= STATED PROBLEM 1 =
Locate every line in the entries below that contains the string "surface", and copy each of those lines.
# EXCERPT PROVIDED start
# The Mysterious Franchi Menotti



## Always"watching" (Sep 21, 2013)

There is a story to be told here about a European watch company that has produced some interesting and decent mechanical and quartz watches, including a couple of iconic designs. However, the deeper one delves, the more impossible it becomes to write a coherent, accurate and simple history about this company and its products, so forgive me if I just say that I will do my best. Also note that I use the term "producer" rather than "manufacturer" for Franchi menotti, and also note that the earlier watches are usually either Swiss or Italian in stated manufacture. My own watch, described below, does not indicate any place of manufacture, and so perhaps some Franchi Menotti products hail from the Far East while being designed in Italy..

My own search for information about Franchi Menotti began when I purchased a pre-owned quartz military style Franchi menotti watch of fascinating design. The watch has basically two cases, hinged together so that the watch case lifts up to reveal a transparent-cased compass and scale beneath. The bezel and the watch caseback are stainless steel while the case is a semi-matt greyish silver plate - possibly nickel plating of some sort - on brass. The watch half of this piece has a screw-down crown and caseback (the latter of which I cannot yet remove) and on the caseback is the following engraved information: 10 ATM, STAINLESS STEEL BACK, MOD DEPOS, FRANCHI MENOTTI MILANO, 100M. WATERPROOF. There is also an FM monogram. The face of the watch is also intriguing since the minutes are given only on the unidirectional bezel, while the dial utilises the main compass points and degrees. There is a circular date window and lume on the hands and main dial points, and the face is decorated with a coloured coat of arms and, at the bottom, a banner which reads, "NEI SECOLE FEDELE".

The lower, compass portion of the watch has a sandwich of mineral glass in which the compass needle sits, and there is a printed scale on the glass, which is fitted using a screw-down rim. The case diameter is 38 mm but is wider at the crown and also at the lugs where the hinge and opposite pull-up point sits. The combined watch and compass thickness is 13 mm, thus in total making this a pretty compact watch.

Black version of the military compass watch in my collection. Notice the decoration and wording on the face also differs from my own example (Picture from kijiji.it)










I have described this watch in some detail for the reason that it reflects part of the Franchi Menotti philosophy of producing watch faces and types that are closely related but which differ in decorative details, especially in terms of the military organisations that the watch is commemorating or reflecting. I have not yet encountered the exact model which I own, although there are many variants of my watch, differing in the coat of arms and banner, and differing as to whether or not they have a compass and compass dial. The key model when it comes to my watch is probably the model that bears the inscription, "MARINA MILITAIRE ITALIANA" rather than a Latin motto, and this compass watch is clearly originally designed with marine aspirations.
# EXCERPT PROVIDED end
# LISTED ENTRIES start
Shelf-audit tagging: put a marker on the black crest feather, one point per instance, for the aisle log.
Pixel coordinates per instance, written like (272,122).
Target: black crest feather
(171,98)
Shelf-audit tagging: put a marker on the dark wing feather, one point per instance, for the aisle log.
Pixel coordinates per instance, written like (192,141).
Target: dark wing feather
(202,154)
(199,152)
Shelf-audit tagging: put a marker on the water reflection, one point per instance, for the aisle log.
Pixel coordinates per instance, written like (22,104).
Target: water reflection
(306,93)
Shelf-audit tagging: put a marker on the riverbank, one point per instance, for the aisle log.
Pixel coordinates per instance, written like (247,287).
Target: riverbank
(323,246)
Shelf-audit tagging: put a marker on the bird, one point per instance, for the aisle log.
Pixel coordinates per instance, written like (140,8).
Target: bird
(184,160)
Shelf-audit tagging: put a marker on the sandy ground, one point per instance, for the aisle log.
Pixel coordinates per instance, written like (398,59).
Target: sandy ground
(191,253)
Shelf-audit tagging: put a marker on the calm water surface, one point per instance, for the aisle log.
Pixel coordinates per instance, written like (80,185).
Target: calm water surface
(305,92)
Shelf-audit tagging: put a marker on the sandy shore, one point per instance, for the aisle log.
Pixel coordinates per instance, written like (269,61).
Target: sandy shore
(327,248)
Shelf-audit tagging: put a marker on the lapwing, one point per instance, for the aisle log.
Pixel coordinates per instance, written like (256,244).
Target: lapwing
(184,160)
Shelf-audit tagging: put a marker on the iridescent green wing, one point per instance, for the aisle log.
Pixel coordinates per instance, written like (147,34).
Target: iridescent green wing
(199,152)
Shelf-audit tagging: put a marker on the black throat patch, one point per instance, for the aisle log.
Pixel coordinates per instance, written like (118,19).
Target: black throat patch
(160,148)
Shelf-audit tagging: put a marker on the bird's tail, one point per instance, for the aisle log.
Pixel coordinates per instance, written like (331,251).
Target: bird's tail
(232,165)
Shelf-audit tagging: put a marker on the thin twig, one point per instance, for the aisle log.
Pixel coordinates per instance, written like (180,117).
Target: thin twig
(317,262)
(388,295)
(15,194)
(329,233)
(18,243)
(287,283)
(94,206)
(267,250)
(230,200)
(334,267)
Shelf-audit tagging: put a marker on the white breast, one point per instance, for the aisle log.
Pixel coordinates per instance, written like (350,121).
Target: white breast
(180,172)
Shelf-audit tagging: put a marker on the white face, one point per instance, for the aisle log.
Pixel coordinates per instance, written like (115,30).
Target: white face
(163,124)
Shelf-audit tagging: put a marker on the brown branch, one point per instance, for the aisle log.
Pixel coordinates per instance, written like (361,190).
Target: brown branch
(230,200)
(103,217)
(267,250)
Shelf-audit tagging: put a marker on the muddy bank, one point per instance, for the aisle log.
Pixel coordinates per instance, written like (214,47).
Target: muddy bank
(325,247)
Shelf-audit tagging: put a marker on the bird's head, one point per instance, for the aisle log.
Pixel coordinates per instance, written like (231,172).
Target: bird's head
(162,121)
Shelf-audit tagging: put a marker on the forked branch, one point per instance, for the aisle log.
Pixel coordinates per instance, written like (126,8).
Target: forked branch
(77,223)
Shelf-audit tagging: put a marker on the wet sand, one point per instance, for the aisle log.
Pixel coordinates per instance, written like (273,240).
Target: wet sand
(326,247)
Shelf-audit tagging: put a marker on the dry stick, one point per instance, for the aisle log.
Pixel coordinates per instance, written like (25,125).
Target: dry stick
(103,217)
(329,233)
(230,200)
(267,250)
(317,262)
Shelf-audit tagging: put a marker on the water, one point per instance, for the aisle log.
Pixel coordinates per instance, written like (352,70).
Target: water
# LISTED ENTRIES end
= STATED PROBLEM 2 =
Continue the piece on the Franchi Menotti watch company, beginning right after its final sentence.

= ANSWER 1 =
Shelf-audit tagging: put a marker on the calm water surface, one point per instance, for the aisle log.
Target: calm water surface

= ANSWER 2 =
The compass watch I have in my collection, and the other design-related (to some extent quality-driven) military watches that were produced by Franchi Menotti in the earlier years of the company's history, are one of the two interesting and iconic products of Franchi Menotti, and some models were actually manufactured specifically for the Italian military. Once we reach the mid 1990s however, Franchi Menotti watches have a mainly civilian audience and the company moved into the fashion watch world. This latter move does not mean that all the watches produced since then are without interest or merit, and indeed, Franchi menotti is known for a particular design, called the Banana. The naming of this collection relates to the actual shape of the watch case, and some of the banana watches are quite striking and, I reckon, collectible. There are still one or two Bananas for sale on Amazon.

Having mentioned the more iconic Franchi Menotti watches, what about the company itself? Here, we really reach the mystery of Franchi Menotti as given in my topic title. There are at least four references to Franchi Menotti on forums requesting information about the company where no real answers are forthcoming. And the research needed to go a bit deeper in order to find any useful historical information is considerable. A poorly written/translated introduction to the company on Montre24 started me off and I then had to take bits and pieces of info from other forum posts and sales sites to fill out the profile. So, this is my best shot:

The story starts in 1974 when Franchi Menotti launched his first line of watches, with the company based in Milan and the watches being design-influenced by the architecture of Italy and with quality and materials being important considerations. Apparently, the Franchi Menotti of the same-named company, was a watchmaker, and his primary aim was to design watches geared for the military. There is a slight problem for me in that I do wonder if the title of the company actually relates to a real person. Silly, I know, but what makes me suspicious is that the General Director of the parent? company of Franchi Menotti was a Paolo Franchi, in 2011, and the latest contact person for Franchi Menotti SRL (in about 2000) was Franchi Alessandro. Also, there are no biographical references to Franchi Menotti that I can find - so it does make me wonder.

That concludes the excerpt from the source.